==== RECORDS FOR THIS EXERCISE ====

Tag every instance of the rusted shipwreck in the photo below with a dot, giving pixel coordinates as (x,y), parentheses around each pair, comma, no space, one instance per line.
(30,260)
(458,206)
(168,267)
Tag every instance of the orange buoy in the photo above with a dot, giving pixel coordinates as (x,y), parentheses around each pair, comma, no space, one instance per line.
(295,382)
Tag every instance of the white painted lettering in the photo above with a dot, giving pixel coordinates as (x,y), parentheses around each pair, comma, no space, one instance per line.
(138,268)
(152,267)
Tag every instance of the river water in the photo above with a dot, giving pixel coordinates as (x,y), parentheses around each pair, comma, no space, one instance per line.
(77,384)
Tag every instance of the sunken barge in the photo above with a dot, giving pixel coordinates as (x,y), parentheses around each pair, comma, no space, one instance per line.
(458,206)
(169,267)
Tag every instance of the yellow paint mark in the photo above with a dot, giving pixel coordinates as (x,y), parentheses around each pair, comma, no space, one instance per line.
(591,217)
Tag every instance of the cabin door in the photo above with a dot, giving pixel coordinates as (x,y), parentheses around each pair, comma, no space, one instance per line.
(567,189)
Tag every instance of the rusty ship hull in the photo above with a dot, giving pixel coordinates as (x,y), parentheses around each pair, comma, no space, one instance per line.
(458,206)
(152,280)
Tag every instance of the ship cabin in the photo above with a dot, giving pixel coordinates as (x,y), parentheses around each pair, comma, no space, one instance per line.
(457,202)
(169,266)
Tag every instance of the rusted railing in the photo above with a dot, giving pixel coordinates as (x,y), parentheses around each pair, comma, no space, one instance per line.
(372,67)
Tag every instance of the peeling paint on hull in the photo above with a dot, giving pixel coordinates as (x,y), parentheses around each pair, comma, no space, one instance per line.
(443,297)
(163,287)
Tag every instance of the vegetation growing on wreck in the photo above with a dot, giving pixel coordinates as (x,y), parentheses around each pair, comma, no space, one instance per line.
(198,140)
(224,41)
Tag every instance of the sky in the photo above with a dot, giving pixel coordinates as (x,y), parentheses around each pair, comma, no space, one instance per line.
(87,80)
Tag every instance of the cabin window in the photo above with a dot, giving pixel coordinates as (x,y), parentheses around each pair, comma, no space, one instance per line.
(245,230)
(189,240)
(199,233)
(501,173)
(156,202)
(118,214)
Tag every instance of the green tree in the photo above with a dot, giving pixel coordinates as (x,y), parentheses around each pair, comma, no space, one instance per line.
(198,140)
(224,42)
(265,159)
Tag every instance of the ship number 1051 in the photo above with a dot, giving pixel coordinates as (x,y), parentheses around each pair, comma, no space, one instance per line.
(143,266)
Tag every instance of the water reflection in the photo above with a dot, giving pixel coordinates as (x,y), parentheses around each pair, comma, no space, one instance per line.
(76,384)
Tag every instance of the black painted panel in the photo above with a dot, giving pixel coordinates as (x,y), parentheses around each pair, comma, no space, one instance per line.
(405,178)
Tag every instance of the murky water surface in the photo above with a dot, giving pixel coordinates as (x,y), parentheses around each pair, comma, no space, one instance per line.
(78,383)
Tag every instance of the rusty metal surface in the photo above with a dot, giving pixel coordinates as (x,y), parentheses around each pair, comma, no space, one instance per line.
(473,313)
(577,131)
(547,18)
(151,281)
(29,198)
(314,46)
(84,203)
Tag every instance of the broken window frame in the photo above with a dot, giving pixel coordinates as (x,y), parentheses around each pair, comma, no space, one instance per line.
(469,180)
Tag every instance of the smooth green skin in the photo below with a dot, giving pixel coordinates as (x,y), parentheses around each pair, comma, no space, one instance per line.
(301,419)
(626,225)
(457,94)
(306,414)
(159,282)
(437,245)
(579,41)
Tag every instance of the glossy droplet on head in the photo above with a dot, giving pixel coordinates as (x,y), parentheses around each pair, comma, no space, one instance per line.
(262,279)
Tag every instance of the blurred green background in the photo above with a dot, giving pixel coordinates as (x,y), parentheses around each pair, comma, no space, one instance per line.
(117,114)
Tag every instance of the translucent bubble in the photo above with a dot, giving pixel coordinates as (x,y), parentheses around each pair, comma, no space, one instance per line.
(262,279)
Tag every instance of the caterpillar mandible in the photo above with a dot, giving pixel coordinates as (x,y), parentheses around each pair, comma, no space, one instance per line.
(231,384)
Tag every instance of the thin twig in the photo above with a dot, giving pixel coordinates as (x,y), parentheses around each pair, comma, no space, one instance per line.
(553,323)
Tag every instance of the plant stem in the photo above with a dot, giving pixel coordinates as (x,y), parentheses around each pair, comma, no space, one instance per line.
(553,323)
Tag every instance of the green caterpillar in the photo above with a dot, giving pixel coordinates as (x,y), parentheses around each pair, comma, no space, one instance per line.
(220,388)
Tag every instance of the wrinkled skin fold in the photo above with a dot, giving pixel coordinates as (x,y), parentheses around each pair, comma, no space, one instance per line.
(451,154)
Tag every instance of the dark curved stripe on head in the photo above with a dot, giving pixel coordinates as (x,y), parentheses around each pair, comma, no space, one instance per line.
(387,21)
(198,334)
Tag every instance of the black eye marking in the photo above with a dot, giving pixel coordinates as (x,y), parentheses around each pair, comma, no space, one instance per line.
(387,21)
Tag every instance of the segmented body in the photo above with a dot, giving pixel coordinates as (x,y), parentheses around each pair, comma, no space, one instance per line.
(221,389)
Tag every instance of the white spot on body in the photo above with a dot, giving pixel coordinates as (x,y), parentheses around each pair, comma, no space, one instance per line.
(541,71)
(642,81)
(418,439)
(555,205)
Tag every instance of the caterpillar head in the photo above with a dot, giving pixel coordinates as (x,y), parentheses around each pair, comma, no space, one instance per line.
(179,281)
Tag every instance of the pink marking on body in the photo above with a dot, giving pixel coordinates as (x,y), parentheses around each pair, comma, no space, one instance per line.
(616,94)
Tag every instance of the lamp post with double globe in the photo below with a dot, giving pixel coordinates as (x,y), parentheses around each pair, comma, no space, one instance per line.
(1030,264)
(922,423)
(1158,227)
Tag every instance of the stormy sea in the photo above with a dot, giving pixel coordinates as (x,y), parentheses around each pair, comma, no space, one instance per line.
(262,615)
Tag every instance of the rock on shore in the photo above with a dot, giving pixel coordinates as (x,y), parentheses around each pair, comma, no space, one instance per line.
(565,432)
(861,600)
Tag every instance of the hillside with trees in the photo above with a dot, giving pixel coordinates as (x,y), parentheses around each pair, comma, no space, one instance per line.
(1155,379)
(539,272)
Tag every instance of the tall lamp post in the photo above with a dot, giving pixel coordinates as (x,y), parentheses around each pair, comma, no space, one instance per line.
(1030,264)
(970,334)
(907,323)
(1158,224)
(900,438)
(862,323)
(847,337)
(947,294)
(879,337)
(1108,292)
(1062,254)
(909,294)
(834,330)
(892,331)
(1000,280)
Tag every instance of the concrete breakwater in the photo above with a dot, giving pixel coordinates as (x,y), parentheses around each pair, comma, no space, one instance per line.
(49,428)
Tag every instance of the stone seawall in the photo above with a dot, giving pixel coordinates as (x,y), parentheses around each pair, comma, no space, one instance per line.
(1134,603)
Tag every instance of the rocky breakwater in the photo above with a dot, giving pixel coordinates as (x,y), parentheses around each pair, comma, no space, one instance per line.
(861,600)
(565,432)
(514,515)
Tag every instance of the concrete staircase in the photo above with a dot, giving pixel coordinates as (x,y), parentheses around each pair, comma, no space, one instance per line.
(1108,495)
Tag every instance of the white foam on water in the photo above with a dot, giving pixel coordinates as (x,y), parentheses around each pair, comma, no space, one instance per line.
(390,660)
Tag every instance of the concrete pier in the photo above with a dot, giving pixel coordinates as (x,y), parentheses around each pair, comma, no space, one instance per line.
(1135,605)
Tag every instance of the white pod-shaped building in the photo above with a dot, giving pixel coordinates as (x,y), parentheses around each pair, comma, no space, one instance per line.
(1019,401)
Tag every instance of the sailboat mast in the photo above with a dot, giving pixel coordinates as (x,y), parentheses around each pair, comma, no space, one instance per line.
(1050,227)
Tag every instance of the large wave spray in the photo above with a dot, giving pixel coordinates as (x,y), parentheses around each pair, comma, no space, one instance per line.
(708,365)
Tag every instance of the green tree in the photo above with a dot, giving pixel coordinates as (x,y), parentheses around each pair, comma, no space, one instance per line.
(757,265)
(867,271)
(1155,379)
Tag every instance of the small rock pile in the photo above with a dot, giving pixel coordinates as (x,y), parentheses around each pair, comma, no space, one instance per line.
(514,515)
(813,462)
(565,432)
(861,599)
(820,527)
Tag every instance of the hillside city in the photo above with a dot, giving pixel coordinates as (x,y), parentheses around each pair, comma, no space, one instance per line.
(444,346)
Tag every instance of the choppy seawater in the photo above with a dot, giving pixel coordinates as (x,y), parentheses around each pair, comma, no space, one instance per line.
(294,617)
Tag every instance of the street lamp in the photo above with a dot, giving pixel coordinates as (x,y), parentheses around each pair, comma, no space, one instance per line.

====

--- PROBLEM TO WORK ON ---
The lines to reproduce run from the line containing "Tag every instance of the sailboat" to the end of the listing; write them out exactly and add nothing.

--- THE RESULT ---
Tag every instance of the sailboat mast in the photo above with a dot, giving pixel coordinates as (x,y), parentheses around each pair, comma, no space, one instance per line.
(1050,227)
Tag every instance of the large wave spray in the photo above with a dot, giving pixel coordinates as (x,y), parentheses around each pair, comma, no space, one instance per line.
(708,365)
Tag every instance of the green tree in the photo above with a dot, giving pixel coordinates as (x,y), parentheses around each pair, comma, no space, one instance per line.
(757,265)
(867,271)
(1155,379)
Tag every instance of the small rock pile in the photo above with a dot, giving pixel coordinates as (x,y), parentheses around each pair, comma, no space, one instance per line.
(514,515)
(813,462)
(565,432)
(861,599)
(820,527)
Tag every instance of the hillside city in the photo above with a dot, giving pixel coordinates as (x,y), parentheses around each pair, comma, no space, one instance per line.
(444,346)
Tag every instance of the choppy seawater in the photo above with a dot, giving pixel coordinates as (x,y), parentheses around each pair, comma, no space, one instance per line.
(294,617)
Tag every instance of the street lamp in the photo above with a dot, giving pixel coordinates as (x,y), parentheses around each pair, comma, no space, one instance per line.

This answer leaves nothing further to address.